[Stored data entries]
====
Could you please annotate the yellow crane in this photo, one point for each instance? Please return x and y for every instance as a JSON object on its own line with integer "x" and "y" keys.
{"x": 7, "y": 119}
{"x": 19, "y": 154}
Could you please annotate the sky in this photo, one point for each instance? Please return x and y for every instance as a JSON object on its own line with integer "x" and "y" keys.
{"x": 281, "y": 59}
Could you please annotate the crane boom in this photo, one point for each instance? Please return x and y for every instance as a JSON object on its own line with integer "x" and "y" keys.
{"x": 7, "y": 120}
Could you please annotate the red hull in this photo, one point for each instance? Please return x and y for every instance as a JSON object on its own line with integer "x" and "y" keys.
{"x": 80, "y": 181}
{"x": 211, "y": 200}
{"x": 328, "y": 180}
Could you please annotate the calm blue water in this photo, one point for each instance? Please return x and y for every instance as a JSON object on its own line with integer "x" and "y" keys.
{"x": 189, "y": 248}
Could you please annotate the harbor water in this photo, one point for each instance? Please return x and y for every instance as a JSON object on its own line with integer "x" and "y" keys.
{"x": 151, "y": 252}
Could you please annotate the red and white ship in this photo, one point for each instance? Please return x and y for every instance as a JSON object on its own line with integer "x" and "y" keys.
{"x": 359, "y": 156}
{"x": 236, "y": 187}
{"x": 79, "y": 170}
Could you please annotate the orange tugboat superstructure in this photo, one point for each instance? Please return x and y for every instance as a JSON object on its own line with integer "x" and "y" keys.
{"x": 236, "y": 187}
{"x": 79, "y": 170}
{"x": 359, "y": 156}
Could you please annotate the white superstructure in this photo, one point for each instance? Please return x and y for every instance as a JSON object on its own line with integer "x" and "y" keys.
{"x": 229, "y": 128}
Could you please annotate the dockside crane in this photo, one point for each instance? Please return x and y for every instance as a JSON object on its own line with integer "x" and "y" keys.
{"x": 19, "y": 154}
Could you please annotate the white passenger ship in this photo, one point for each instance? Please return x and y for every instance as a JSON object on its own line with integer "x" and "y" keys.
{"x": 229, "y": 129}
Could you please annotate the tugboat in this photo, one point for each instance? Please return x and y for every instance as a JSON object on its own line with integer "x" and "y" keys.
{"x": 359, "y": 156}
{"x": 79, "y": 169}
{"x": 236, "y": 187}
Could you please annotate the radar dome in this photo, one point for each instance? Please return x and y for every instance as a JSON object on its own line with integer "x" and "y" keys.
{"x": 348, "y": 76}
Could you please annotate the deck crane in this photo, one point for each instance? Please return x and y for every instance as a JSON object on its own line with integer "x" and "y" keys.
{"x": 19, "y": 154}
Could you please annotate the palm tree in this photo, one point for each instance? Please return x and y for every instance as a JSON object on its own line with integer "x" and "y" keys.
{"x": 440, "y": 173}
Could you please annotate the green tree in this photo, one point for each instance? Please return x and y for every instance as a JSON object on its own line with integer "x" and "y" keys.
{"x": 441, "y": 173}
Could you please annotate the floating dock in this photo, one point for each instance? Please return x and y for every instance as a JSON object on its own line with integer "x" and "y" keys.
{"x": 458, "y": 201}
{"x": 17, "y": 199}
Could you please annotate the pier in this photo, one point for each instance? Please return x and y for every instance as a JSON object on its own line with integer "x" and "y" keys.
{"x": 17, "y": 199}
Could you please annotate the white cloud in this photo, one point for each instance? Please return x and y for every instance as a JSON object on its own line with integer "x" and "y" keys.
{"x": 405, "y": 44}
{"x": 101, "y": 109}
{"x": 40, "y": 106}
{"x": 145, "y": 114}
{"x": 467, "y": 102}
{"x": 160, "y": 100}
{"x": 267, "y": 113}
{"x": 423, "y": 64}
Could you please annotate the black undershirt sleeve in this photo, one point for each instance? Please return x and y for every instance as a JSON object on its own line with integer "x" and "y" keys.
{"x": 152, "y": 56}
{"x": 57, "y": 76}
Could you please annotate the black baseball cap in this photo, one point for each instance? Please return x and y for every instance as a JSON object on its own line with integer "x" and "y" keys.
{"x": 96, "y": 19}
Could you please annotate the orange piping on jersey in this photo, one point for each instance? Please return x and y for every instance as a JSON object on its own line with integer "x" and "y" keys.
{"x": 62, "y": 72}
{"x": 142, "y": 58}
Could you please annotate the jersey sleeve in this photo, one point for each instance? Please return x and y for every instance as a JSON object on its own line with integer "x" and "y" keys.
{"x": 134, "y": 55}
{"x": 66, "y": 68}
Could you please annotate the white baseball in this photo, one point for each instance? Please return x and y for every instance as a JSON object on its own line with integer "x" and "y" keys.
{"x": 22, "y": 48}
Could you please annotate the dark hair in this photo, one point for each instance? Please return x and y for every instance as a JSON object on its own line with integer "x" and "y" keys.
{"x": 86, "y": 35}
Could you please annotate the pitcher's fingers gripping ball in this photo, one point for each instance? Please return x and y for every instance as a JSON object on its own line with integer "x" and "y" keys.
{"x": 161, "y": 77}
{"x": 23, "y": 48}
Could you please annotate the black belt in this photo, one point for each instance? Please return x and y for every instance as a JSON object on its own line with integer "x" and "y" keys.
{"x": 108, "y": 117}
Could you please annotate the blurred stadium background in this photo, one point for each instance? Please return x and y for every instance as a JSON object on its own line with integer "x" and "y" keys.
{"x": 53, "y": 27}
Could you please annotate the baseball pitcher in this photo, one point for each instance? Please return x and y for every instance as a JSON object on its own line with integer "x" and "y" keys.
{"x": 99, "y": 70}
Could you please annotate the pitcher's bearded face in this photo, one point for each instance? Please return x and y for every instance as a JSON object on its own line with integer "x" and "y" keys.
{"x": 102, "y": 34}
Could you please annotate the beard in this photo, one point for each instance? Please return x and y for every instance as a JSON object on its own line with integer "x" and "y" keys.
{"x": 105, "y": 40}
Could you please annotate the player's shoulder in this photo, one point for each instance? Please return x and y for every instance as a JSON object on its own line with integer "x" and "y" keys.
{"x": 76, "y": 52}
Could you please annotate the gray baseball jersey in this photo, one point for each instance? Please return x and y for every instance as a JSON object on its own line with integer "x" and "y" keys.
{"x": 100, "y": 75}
====
* _Exercise details_:
Each line above must be returned exactly as written.

* _Exercise solution_:
Could you please annotate the yellow crane in this photo, one point for each instance? Please return x and y for every instance as a JSON object on its own line with integer "x" and "y" keys.
{"x": 7, "y": 119}
{"x": 19, "y": 154}
Could you please annotate the sky in this photo, one point for each instance? Please return x and y for every instance as a JSON object on its own line with integer "x" and "y" keys.
{"x": 281, "y": 59}
Could you please annotate the crane boom in this photo, one point for each instance? Please return x and y for every instance as a JSON object on its own line with integer "x" and "y" keys.
{"x": 7, "y": 120}
Could you please annotate the red hull in this photo, one point for each instance? Please return x and y for every instance as a JSON object on its own line with integer "x" and "y" keys.
{"x": 80, "y": 181}
{"x": 211, "y": 200}
{"x": 328, "y": 180}
Could you please annotate the calm blue water in this photo, one point for each instance? Please return x and y for every instance as a JSON object on its own line with integer "x" and "y" keys.
{"x": 189, "y": 248}
Could you please annotate the harbor water in this photo, one point for each instance? Please return x and y for every instance as a JSON object on its own line with integer "x" and "y" keys.
{"x": 151, "y": 252}
Could you please annotate the red and white ship in this photo, one point for each instance? Please return x and y for every instance as a JSON object on its own line with integer "x" and "y" keys.
{"x": 359, "y": 156}
{"x": 236, "y": 187}
{"x": 79, "y": 170}
Could you please annotate the orange tugboat superstructure in this photo, one point for each instance? Please return x and y for every instance as a JSON object on its own line with integer "x" and "y" keys.
{"x": 236, "y": 187}
{"x": 79, "y": 170}
{"x": 359, "y": 156}
Could you please annotate the white superstructure in this photo, one point for each instance? Please return x and y for every instance as a JSON object on its own line with integer "x" and "y" keys.
{"x": 229, "y": 128}
Could you please annotate the dockside crane in this photo, one point for each instance? Please return x and y for every instance as a JSON object on its own line with integer "x" and "y" keys.
{"x": 19, "y": 154}
Could you please annotate the white passenger ship in this photo, one point for each instance? Please return x and y for every instance as a JSON object on its own line with integer "x" and "y" keys.
{"x": 229, "y": 129}
Could you please annotate the tugboat in this photo, one point for each instance? Please return x and y for every instance as a JSON object on its own line with integer "x" and "y" keys.
{"x": 359, "y": 156}
{"x": 79, "y": 169}
{"x": 236, "y": 187}
Could you please annotate the radar dome in this photo, one point for each instance? Please return x and y for every instance as a JSON object on its own line with integer "x" and "y" keys.
{"x": 348, "y": 76}
Could you please annotate the deck crane in this photo, one point for each instance? Please return x and y for every instance as a JSON object on its own line with integer "x" and "y" keys.
{"x": 19, "y": 154}
Could you please annotate the palm tree in this photo, one point for each instance? Please return x and y for every instance as a JSON object on its own line with integer "x" and "y" keys.
{"x": 440, "y": 173}
Could you please annotate the green tree in this photo, one point for each instance? Please return x and y for every instance as a JSON object on its own line with integer "x" and "y" keys.
{"x": 441, "y": 173}
Could you please annotate the floating dock in this photo, one point for each instance? Please return x and y for every instance as a JSON object on its own line with integer "x" and "y" keys.
{"x": 458, "y": 201}
{"x": 17, "y": 199}
Could you please annotate the pier in this photo, one point for each instance? Please return x and y for every instance as a JSON object on its own line with integer "x" and "y" keys.
{"x": 17, "y": 199}
Could you please annotate the white cloud in this photo, one point for each instance? Please return x and y for every instance as a JSON object on its own line with integer "x" and "y" keys.
{"x": 405, "y": 44}
{"x": 101, "y": 109}
{"x": 40, "y": 106}
{"x": 145, "y": 114}
{"x": 467, "y": 102}
{"x": 160, "y": 100}
{"x": 267, "y": 113}
{"x": 423, "y": 64}
Could you please annotate the black undershirt sleeve in this photo, one point for each instance? Please return x and y for every instance as a JSON object on its own line with integer "x" and "y" keys.
{"x": 152, "y": 56}
{"x": 57, "y": 76}
Could you please annotate the black baseball cap in this photo, one point for each instance? Please return x and y for every instance as a JSON object on its own line with integer "x" and "y" keys.
{"x": 96, "y": 19}
Could you please annotate the orange piping on jersey in this photo, one point for each instance? Please return x and y for every instance as a JSON object on its own line with integer "x" and "y" keys.
{"x": 62, "y": 72}
{"x": 142, "y": 58}
Could you please annotate the jersey sleeve in this photo, one point for each instance? Please return x and y for every instance as a JSON object on its own line with integer "x" and "y" keys.
{"x": 134, "y": 55}
{"x": 66, "y": 68}
Could you please annotate the white baseball in this photo, one point for each instance? Please return x and y for every instance as a JSON object on its own line with integer "x" and "y" keys.
{"x": 22, "y": 48}
Could you please annotate the dark hair in this photo, one point for each instance? Please return x and y for every instance as a JSON object on its own line with integer "x" and "y" keys.
{"x": 86, "y": 35}
Could you please annotate the pitcher's fingers gripping ball in this photo, one point for each instance? Please return x and y for every instance as a JSON object on its own line with integer "x" and "y" keys.
{"x": 161, "y": 77}
{"x": 23, "y": 48}
Could you please annotate the black belt in this photo, one point for each instance? Please return x and y for every instance as a JSON object on its own line with integer "x" and "y" keys.
{"x": 108, "y": 117}
Could you please annotate the blurred stadium background in this photo, one point for each instance? Please return x and y for every instance as a JSON object on its own line with integer "x" and "y" keys.
{"x": 53, "y": 27}
Could you please annotate the baseball pitcher in this photo, one point for each instance? Please return x and y for every instance as a JSON object on its own line with integer "x" and "y" keys.
{"x": 99, "y": 70}
Could you please annotate the pitcher's bearded face in this photo, one point for each instance? Please return x and y for every instance as a JSON object on its own line with integer "x" and "y" keys.
{"x": 102, "y": 34}
Could you please annotate the beard in this photo, one point for each instance? Please return x and y for every instance as a JSON object on its own line with integer "x" and "y" keys.
{"x": 105, "y": 40}
Could you please annotate the player's shoulder in this photo, one point for each instance? Please return x and y for every instance as a JSON object on its own line with integer "x" and "y" keys.
{"x": 76, "y": 52}
Could you please annotate the gray baseball jersey in this photo, one point for each instance? Please return x and y for every instance as a JSON object on its own line with integer "x" and "y" keys.
{"x": 100, "y": 75}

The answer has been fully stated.